◆ **PROBLEM TO SOLVE**
Please write out every line of the items below again, shifting each x and y coordinate in the answers by 31. Leave the pictures out.

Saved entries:
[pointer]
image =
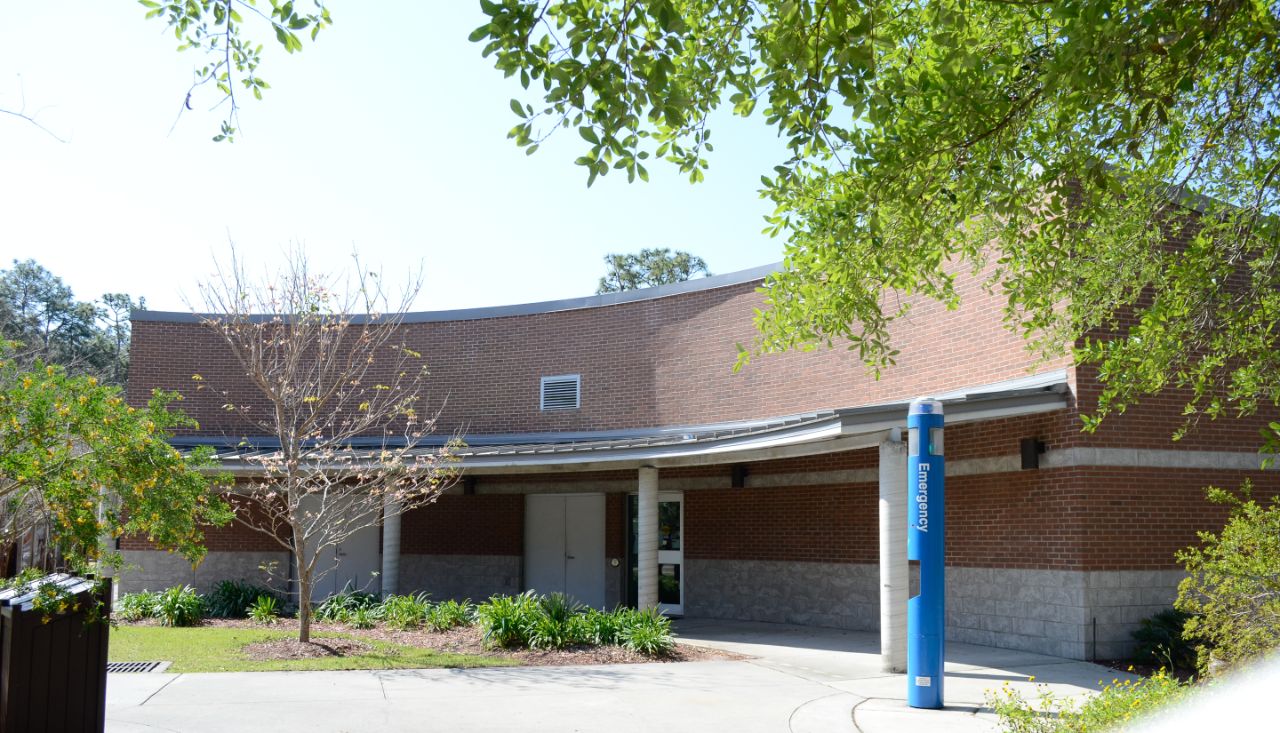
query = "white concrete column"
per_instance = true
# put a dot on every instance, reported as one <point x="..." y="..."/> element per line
<point x="895" y="572"/>
<point x="391" y="545"/>
<point x="647" y="541"/>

◆ **RESPONSE**
[pointer]
image =
query = "white concrete column"
per_instance = true
# put a dot on every instance, reported as one <point x="..." y="..."/> element per line
<point x="926" y="603"/>
<point x="422" y="576"/>
<point x="678" y="572"/>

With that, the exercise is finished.